Exercise: Rewrite the part of the Gigi plot summary that begins at the words "Aunt Alicia decides" and stops after "she gladly accepts.", using "Her aunt" in place of "Aunt Alicia".

Document section:
===

Gigi is a 1951 play written by Anita Loos. It is based on Colette's 1944 novel of the same name, and was produced on Broadway, where it starred Audrey Hepburn in the title role.

==Plot==
The play's plot generally follows that of the original story, focusing on a young 19th century Parisian girl being groomed for a career as a courtesan. Gigi lives with her mother and grandmother, and takes lessons at the home of her aunt. Her lessons include social manners, conversation, and personal relationships. The family has significant social connections, and have been great friends with the rich playboy Gaston. Gaston is bored with his life, and his only joy seems to be in the company of Gigi and her family.

Aunt Alicia decides that the time is right for Gigi's entry into society. After dressing her up, she is presented to Gaston as a young woman. He is, at first, dismayed at the change. Gradually he realizes that he is attracted to Gigi, and takes her out on the town. As the night progresses, Gaston sees the emptiness of his life and wants something more. He proposes marriage to Gigi, and she gladly accepts.

===

Source material:
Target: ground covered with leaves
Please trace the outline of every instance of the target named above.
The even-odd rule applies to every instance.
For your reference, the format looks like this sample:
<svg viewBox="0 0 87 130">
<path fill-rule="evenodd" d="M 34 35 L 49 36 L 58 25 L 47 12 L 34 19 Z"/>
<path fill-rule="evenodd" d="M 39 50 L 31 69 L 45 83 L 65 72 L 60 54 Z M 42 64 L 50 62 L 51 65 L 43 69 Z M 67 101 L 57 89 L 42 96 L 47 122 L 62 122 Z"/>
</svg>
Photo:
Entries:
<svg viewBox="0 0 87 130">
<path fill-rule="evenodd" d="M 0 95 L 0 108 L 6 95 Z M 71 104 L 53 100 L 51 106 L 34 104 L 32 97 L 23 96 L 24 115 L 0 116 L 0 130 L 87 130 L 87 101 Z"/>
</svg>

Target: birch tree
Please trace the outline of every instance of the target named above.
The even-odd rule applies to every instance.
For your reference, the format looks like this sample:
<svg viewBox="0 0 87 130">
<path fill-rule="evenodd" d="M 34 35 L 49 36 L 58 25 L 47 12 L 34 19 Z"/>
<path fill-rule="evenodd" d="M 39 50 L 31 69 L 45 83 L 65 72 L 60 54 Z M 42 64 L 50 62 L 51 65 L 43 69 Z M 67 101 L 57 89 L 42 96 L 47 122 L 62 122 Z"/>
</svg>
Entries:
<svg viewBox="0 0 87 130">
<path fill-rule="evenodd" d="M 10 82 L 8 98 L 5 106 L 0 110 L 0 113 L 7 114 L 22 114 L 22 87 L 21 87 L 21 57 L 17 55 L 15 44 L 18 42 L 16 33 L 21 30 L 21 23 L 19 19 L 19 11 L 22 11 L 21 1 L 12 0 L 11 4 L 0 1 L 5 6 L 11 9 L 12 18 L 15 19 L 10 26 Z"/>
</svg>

===

Answer to this problem:
Her aunt decides that the time is right for Gigi's entry into society. After dressing her up, she is presented to Gaston as a young woman. He is, at first, dismayed at the change. Gradually he realizes that he is attracted to Gigi, and takes her out on the town. As the night progresses, Gaston sees the emptiness of his life and wants something more. He proposes marriage to Gigi, and she gladly accepts.